> [The data]
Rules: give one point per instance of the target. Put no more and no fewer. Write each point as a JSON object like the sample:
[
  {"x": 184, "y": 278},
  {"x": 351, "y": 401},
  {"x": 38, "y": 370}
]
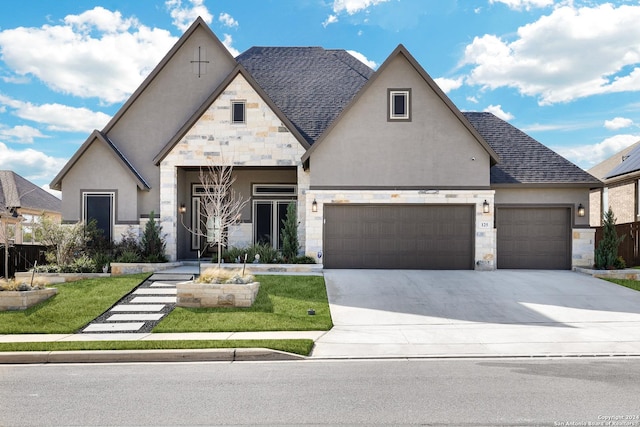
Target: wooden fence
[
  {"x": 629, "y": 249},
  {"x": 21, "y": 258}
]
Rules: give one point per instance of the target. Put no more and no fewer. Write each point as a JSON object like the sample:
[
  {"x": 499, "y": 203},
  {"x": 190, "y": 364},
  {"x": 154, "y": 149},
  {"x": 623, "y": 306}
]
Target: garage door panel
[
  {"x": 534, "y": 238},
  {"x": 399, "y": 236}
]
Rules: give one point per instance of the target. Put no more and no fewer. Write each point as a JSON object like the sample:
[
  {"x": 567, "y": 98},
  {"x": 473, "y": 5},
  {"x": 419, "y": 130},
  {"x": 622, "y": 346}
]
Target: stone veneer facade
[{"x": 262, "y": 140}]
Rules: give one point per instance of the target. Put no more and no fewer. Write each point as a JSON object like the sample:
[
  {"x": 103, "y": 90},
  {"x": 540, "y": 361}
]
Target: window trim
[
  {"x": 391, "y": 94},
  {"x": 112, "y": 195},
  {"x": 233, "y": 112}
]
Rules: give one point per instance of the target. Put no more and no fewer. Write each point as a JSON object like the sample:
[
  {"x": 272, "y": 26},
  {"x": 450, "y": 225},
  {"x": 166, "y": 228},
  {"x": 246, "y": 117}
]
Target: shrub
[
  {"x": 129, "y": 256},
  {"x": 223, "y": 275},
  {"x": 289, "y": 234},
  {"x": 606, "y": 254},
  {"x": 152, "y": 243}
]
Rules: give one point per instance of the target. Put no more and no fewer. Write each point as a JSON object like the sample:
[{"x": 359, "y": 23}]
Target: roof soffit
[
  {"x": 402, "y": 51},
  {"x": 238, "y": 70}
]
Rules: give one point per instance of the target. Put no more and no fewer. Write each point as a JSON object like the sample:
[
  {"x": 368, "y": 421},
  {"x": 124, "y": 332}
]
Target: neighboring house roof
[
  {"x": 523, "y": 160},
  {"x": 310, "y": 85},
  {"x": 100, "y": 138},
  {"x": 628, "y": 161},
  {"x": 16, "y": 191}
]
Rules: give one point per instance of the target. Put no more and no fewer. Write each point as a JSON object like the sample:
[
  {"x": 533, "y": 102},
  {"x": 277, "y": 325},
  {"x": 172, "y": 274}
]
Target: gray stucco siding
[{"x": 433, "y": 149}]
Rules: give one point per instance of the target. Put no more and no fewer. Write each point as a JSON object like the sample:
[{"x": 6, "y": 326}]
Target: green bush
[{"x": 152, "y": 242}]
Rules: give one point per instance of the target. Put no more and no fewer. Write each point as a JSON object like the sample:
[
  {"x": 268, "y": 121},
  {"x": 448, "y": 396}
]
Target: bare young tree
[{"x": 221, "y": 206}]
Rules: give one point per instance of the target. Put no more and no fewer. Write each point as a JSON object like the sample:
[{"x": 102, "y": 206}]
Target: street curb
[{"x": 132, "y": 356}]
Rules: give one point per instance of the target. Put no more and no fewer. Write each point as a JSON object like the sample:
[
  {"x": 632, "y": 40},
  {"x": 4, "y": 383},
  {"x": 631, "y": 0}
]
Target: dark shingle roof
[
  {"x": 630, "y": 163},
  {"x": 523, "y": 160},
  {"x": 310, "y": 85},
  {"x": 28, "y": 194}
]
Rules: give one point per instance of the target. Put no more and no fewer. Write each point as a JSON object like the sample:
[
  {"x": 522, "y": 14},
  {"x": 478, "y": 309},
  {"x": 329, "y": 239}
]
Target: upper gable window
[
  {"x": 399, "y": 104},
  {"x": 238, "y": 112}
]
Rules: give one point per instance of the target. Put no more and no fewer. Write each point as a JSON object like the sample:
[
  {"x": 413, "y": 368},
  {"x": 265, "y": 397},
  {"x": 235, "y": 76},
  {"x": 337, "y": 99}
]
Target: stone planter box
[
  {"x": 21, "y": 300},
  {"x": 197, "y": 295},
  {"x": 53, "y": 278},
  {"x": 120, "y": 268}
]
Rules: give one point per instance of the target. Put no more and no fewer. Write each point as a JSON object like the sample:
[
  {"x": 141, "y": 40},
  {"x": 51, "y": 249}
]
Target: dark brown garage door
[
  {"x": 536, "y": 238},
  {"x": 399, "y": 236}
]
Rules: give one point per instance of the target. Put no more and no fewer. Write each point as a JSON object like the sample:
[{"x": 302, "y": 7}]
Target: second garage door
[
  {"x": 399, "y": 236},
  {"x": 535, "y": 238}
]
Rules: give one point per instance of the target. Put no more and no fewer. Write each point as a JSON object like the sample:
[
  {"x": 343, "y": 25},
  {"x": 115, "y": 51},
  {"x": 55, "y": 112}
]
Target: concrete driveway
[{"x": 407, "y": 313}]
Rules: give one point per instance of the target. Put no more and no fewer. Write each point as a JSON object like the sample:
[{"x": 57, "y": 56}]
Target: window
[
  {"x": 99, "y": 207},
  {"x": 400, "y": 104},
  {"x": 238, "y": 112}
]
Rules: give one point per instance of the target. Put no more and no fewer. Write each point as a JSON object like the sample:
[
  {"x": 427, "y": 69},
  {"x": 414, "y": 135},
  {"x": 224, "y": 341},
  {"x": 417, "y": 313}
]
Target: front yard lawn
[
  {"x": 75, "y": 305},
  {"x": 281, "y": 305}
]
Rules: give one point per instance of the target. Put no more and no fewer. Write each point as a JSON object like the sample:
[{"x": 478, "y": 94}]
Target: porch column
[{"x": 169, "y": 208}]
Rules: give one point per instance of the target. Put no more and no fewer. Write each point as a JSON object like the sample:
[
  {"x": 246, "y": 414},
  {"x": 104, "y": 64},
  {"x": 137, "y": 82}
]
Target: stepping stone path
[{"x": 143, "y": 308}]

> [Task instructions]
Write out every line above exactly, minus images.

> [Solution to this exercise]
Rules: give one point per instance of the target. Put no more and no fewer. Write each point as a JSON object like the sample:
[
  {"x": 184, "y": 278},
  {"x": 351, "y": 401},
  {"x": 38, "y": 370}
]
Target: wooden fence
[
  {"x": 629, "y": 249},
  {"x": 21, "y": 258}
]
Rules: give one point per instance of the target. Put no more and no fewer. Write each point as a JSON object like the sample:
[
  {"x": 499, "y": 203},
  {"x": 190, "y": 364},
  {"x": 154, "y": 149},
  {"x": 623, "y": 306}
]
Target: garage door panel
[
  {"x": 534, "y": 238},
  {"x": 399, "y": 236}
]
Rules: give one point per instance of the target. Put no more and no fewer. Write each point as a JSON object like the sample:
[
  {"x": 567, "y": 98},
  {"x": 473, "y": 5},
  {"x": 419, "y": 130},
  {"x": 622, "y": 346}
]
Target: stone veneer facade
[{"x": 262, "y": 140}]
Rules: give one point per instance of the target. Put no more and no fewer. Write each point as a JSON object like the sample:
[
  {"x": 103, "y": 90},
  {"x": 540, "y": 361}
]
Target: window trim
[
  {"x": 391, "y": 94},
  {"x": 112, "y": 195},
  {"x": 233, "y": 112}
]
Rules: give one point per instance of the target. Put no more and no fewer. Write each point as a JSON object like the sample:
[
  {"x": 272, "y": 26},
  {"x": 450, "y": 225},
  {"x": 166, "y": 228},
  {"x": 246, "y": 117}
]
Target: shrub
[
  {"x": 129, "y": 256},
  {"x": 223, "y": 275},
  {"x": 289, "y": 234},
  {"x": 606, "y": 254},
  {"x": 152, "y": 243}
]
Rules: give one point per instance of the target. Put no more and no fewer. Write each point as a JSON object like the sample:
[{"x": 359, "y": 23}]
Target: roof soffit
[
  {"x": 402, "y": 51},
  {"x": 238, "y": 70}
]
Rules: give one point per instance of the target. Put no more and no fewer. Write each point as a JSON object like the sample:
[
  {"x": 368, "y": 421},
  {"x": 124, "y": 332}
]
Target: neighboring house roof
[
  {"x": 523, "y": 160},
  {"x": 310, "y": 85},
  {"x": 100, "y": 138},
  {"x": 628, "y": 161},
  {"x": 16, "y": 191}
]
Rules: give one point per instance of the target. Put no more and no fewer. Write each point as a JSON object like the sample:
[
  {"x": 533, "y": 102},
  {"x": 277, "y": 325},
  {"x": 172, "y": 274}
]
Target: gray stucco siding
[{"x": 433, "y": 149}]
Rules: give one point per instance of the target. Put no more and no fewer. Write each point as a JSON object like the sample:
[{"x": 6, "y": 326}]
Target: green bush
[{"x": 152, "y": 242}]
Rules: give one point per instance of the target. Put no more and no fewer. Write each point as a JSON object like the sample:
[
  {"x": 268, "y": 121},
  {"x": 448, "y": 396}
]
Target: bare young tree
[{"x": 221, "y": 206}]
Rules: give one point per instance of the target. Put no more and no fewer. Write each point as a JSON object like the sample:
[{"x": 102, "y": 206}]
Target: street curb
[{"x": 132, "y": 356}]
Rules: give one point per instance of the target. Put no more and no fewer. Write each point as a JSON object like the sample:
[
  {"x": 632, "y": 40},
  {"x": 4, "y": 383},
  {"x": 631, "y": 0}
]
Target: dark shingle roof
[
  {"x": 630, "y": 163},
  {"x": 523, "y": 160},
  {"x": 310, "y": 85},
  {"x": 28, "y": 194}
]
Rules: give one point per instance of the target. Put no more and no fewer. Write each point as a JSON object like the sample:
[
  {"x": 522, "y": 14},
  {"x": 478, "y": 309},
  {"x": 329, "y": 239}
]
Target: upper gable window
[
  {"x": 399, "y": 104},
  {"x": 238, "y": 112}
]
Rules: give one point per instance of the target. Put no more and no fewer. Write each point as a JSON object like the sample:
[
  {"x": 413, "y": 368},
  {"x": 265, "y": 397},
  {"x": 235, "y": 76},
  {"x": 337, "y": 99}
]
Target: stone planter box
[
  {"x": 21, "y": 300},
  {"x": 197, "y": 295},
  {"x": 53, "y": 278},
  {"x": 120, "y": 268}
]
Rules: give one point per instance of the target. Put no more and no fewer. Write each point as a JSON object like the sample:
[
  {"x": 141, "y": 40},
  {"x": 51, "y": 249}
]
Target: dark brown garage door
[
  {"x": 536, "y": 238},
  {"x": 399, "y": 236}
]
Rules: give one point per instance of the target. Put no more and no fewer. Write each point as a JSON object like the sample:
[{"x": 302, "y": 7}]
Target: second garage door
[
  {"x": 399, "y": 236},
  {"x": 535, "y": 238}
]
Rules: give one point per instance of the target. Put no more and no fewer. Write each point as a JSON object like the sample:
[
  {"x": 343, "y": 25},
  {"x": 115, "y": 51},
  {"x": 55, "y": 112}
]
Target: concrete driveway
[{"x": 407, "y": 313}]
Rules: give one point per instance of the target. Put no more and no fewer. Write each point as a JSON object like the sample:
[{"x": 57, "y": 56}]
Target: window
[
  {"x": 99, "y": 207},
  {"x": 400, "y": 104},
  {"x": 238, "y": 112}
]
Rules: give one point per instance of the target. Put no more and no fewer. Write each point as a JSON object like the sample:
[
  {"x": 427, "y": 69},
  {"x": 414, "y": 135},
  {"x": 224, "y": 341},
  {"x": 417, "y": 313}
]
Target: front yard lawn
[
  {"x": 75, "y": 305},
  {"x": 281, "y": 305}
]
Rules: give one point per instance of the target. Put no more and no fewer. Write each point as a JSON object like the sample:
[{"x": 478, "y": 94}]
Target: porch column
[{"x": 169, "y": 208}]
Rules: give one point per instance of the target. Put no more and no fewer. Write each point as a JSON object like the sample:
[
  {"x": 246, "y": 414},
  {"x": 104, "y": 64},
  {"x": 137, "y": 82}
]
Target: stepping stone path
[{"x": 143, "y": 308}]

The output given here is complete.